---------- Page

Why do we expect from someone coming in 2012 to Oblivion (maybe over Skyrim and now wants to see the earlier as well) to first play old "crappy-looking" Oblivion, while there are so many great mods out there than can enhance his/her experience by a great deal. While I agree about the game-changing mods, there are so many that just enhance Oblivion to look like a more a recent game, or fix simply broken stuff (the big patch e.g.)

 

Likely if you ask 12 people, you might get 12 different answers. But why not have different compliations available then for those of the 12 that want to pull their sleeves up to make one. Like for example as a new comer I trust David Brasher to know far more about Oblivion modding than me, and think his compilation is a cool thing to start with. If Nephenee13 comes up with a different compilation, its my freedom then to decide which one sounds better.

 

It would be really cool if there was one simple way to get yours or David Brashers compilation installed without getting all geeky about the Oblivion modding details. There are some guides out there, and even if you want the modding result just like the guide says, and you work your way down step by step, you are still busy for a day, and you need to be somewhat more computer-savy.

--------------------
---------- Listing

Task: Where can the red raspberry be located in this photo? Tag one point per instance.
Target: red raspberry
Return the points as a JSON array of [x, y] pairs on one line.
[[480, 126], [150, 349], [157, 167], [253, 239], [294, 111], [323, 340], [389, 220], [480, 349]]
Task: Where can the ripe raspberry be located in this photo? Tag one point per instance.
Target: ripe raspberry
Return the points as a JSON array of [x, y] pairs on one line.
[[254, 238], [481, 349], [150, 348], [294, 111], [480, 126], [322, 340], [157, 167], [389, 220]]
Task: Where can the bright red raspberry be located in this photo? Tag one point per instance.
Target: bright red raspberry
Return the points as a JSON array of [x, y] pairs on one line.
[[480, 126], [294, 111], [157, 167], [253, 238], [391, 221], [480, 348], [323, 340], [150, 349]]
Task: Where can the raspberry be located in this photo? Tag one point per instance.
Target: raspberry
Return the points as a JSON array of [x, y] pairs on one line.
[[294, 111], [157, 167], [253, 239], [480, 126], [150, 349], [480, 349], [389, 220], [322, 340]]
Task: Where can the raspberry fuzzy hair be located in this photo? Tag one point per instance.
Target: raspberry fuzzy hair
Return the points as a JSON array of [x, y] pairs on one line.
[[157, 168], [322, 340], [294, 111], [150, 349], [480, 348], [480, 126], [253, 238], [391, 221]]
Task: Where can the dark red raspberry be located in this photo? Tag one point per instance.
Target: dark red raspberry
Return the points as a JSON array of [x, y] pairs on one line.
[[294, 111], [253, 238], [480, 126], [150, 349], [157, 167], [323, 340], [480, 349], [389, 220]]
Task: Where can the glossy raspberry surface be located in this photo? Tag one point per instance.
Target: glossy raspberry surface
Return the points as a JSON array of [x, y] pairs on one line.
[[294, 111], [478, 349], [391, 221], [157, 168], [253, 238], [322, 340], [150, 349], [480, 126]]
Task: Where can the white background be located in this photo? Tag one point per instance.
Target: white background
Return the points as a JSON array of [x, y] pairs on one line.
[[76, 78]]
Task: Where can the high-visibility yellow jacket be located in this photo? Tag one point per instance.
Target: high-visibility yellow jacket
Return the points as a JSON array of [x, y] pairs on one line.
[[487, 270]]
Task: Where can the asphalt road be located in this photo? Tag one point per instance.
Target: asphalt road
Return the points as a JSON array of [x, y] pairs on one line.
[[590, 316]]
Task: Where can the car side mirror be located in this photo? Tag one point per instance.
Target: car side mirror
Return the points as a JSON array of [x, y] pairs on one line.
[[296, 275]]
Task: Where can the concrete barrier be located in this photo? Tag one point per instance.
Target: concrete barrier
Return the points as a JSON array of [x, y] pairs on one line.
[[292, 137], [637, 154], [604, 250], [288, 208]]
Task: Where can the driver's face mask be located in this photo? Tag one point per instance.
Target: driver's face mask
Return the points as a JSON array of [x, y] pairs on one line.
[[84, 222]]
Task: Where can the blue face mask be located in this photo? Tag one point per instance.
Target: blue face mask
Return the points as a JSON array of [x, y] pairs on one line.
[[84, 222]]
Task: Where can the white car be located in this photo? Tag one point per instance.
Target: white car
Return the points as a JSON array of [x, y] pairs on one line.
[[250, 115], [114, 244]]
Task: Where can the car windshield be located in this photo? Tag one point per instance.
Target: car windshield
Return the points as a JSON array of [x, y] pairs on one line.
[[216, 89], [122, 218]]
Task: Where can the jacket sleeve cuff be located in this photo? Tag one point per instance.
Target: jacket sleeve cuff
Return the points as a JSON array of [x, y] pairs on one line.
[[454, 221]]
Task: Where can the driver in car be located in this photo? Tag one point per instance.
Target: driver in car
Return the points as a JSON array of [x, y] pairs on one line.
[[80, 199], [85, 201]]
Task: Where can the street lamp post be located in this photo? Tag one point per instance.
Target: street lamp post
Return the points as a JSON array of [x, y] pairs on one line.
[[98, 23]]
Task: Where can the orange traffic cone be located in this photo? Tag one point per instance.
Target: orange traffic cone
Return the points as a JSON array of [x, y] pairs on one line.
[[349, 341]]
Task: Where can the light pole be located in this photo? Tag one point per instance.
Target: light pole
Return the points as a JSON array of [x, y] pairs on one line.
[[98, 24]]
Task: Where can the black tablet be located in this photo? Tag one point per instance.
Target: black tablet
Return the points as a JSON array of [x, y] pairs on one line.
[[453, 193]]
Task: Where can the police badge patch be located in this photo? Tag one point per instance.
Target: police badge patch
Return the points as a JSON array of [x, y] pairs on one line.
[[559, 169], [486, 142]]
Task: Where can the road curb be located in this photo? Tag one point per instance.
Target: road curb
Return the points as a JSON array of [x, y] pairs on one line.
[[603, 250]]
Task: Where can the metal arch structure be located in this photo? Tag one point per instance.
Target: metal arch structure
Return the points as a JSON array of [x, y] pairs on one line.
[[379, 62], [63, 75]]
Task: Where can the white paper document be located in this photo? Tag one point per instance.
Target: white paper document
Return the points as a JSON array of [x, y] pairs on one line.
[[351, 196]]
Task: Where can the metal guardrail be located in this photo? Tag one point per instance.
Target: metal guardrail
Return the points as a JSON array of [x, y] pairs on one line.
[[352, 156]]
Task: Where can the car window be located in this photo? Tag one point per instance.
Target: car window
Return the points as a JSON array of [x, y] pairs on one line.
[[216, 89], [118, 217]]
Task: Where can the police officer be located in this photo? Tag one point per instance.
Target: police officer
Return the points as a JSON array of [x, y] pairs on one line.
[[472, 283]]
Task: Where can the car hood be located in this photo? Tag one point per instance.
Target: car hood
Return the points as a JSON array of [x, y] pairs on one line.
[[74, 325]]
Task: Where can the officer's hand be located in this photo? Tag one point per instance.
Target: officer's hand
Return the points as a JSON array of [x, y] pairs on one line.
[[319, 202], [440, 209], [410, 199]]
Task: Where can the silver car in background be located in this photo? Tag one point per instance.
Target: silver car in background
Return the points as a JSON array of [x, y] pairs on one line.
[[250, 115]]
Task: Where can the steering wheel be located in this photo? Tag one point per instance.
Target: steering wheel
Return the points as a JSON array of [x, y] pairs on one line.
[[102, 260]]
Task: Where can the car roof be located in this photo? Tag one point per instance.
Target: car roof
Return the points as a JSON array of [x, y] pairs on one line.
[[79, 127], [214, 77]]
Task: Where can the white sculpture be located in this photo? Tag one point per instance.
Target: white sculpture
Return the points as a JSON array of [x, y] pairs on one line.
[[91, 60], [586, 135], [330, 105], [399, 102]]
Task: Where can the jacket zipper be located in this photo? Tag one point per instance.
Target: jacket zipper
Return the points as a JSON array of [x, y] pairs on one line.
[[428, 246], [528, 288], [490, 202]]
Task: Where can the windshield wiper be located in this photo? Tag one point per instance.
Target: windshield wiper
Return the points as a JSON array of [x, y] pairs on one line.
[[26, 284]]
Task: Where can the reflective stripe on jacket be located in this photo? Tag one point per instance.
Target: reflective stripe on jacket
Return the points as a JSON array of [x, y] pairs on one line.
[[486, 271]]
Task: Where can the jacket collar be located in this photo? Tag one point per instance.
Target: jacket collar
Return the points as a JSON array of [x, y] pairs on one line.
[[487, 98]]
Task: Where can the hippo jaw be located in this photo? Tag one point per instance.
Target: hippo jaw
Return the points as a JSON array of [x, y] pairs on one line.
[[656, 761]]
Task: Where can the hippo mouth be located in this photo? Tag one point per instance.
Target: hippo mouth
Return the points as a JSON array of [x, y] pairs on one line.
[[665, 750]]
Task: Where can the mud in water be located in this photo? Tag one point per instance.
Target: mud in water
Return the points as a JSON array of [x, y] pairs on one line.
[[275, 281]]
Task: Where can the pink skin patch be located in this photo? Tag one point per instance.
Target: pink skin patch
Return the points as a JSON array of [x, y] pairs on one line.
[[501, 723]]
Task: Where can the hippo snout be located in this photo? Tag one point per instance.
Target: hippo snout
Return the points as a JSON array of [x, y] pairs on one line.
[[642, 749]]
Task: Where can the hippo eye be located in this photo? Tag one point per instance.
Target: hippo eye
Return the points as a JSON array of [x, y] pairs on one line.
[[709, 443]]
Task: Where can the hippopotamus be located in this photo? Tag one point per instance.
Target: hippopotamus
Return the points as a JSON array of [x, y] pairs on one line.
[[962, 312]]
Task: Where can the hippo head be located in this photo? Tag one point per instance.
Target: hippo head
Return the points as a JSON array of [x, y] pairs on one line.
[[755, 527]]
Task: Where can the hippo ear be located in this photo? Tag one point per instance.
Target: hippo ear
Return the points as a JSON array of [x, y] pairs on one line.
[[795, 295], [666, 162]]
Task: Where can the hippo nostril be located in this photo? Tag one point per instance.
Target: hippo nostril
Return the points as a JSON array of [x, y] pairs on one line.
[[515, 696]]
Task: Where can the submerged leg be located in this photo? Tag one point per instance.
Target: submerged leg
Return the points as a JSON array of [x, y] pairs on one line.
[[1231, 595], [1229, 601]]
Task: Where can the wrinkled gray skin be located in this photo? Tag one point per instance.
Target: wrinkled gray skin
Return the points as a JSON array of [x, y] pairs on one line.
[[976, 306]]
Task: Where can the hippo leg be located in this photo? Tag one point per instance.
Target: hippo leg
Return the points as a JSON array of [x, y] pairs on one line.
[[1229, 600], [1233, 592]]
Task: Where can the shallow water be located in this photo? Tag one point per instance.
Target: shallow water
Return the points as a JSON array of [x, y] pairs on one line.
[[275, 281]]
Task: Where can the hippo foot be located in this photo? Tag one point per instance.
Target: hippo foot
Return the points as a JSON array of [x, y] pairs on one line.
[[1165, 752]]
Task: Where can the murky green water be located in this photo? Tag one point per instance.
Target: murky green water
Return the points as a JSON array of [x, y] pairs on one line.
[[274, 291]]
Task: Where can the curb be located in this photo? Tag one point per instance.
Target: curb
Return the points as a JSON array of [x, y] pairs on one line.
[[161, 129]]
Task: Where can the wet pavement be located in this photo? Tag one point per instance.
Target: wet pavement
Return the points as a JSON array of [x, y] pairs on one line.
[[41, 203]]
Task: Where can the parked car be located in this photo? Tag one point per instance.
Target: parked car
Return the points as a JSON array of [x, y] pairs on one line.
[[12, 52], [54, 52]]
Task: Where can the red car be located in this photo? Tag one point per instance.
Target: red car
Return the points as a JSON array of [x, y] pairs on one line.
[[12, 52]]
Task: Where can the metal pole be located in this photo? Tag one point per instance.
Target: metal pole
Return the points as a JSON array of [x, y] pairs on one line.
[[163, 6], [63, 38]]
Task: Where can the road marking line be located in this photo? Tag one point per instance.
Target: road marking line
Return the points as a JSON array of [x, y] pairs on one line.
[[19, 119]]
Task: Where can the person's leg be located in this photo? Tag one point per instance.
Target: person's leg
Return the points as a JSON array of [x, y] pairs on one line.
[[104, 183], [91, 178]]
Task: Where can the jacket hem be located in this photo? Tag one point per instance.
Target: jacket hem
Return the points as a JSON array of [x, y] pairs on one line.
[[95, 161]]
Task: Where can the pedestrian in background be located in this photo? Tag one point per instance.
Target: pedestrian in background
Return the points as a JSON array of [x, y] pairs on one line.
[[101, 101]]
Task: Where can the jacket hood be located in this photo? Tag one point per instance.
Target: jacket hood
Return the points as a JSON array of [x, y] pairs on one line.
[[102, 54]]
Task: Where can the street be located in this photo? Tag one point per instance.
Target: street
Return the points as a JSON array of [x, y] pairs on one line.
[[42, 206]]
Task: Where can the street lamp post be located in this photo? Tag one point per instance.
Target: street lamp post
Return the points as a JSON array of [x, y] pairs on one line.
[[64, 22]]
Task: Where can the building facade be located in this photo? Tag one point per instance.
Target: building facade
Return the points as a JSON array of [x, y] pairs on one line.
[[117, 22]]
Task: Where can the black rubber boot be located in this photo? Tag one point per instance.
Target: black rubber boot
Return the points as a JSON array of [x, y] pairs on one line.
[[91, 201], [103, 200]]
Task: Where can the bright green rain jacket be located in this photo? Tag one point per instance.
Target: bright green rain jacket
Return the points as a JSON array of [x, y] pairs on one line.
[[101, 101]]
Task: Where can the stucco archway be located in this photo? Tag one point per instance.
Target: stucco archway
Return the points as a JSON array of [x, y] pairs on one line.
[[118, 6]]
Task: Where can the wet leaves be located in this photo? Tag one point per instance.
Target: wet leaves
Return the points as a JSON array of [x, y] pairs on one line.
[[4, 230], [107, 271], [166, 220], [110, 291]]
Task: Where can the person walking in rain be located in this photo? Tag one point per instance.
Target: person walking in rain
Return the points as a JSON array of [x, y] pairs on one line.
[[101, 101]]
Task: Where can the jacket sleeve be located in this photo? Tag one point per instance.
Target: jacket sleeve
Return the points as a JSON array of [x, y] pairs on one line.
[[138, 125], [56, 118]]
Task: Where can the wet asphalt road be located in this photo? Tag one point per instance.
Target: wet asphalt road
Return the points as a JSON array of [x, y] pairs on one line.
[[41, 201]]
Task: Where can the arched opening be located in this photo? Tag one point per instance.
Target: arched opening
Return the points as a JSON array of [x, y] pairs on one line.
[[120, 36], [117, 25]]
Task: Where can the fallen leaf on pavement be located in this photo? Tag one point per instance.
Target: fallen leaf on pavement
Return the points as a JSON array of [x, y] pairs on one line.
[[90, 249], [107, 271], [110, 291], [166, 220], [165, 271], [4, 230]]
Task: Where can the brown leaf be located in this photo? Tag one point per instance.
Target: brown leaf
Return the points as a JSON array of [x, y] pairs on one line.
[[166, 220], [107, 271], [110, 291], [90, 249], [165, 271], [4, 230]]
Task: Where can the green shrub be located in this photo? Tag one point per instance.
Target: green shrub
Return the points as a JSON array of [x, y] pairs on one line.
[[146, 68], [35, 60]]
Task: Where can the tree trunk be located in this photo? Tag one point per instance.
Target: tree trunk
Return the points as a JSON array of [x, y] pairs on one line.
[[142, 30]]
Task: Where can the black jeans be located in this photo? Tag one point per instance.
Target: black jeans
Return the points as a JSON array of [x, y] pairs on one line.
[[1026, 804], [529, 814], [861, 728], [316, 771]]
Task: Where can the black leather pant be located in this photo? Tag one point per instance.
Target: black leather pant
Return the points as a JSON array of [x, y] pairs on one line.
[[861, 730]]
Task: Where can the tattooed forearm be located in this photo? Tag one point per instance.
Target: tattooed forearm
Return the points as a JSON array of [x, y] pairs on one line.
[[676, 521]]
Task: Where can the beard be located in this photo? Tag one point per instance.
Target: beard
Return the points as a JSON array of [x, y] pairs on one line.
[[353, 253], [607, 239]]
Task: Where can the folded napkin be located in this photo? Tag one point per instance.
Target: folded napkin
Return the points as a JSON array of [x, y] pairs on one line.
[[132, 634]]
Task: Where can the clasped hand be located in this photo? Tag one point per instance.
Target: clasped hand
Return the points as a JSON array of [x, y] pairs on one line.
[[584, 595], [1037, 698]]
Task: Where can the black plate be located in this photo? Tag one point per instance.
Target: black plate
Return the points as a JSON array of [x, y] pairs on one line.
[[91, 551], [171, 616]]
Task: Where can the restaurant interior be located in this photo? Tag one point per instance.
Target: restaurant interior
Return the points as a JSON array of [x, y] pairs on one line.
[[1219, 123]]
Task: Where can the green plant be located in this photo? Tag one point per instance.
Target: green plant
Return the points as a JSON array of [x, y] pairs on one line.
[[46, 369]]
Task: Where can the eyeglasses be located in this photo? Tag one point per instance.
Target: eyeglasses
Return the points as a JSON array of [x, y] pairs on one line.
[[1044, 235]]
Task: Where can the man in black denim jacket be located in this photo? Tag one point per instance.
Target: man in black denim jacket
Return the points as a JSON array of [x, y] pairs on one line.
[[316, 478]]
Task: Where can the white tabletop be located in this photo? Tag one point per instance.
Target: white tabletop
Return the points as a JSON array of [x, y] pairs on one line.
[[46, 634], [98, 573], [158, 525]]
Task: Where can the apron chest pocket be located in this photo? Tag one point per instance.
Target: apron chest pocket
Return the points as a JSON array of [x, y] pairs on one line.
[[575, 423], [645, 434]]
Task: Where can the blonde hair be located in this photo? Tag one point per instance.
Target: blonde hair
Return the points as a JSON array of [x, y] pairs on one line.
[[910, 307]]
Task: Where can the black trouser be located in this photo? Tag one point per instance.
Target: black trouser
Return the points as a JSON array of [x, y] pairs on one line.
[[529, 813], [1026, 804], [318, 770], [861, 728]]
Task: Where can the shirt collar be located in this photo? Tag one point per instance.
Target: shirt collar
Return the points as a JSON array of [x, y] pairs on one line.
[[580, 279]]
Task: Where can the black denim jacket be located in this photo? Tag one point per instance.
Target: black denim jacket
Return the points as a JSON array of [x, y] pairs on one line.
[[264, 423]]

--------------------

In the post about Oblivion mods, how long does it say following a modding guide step by step keeps you busy?

For a day.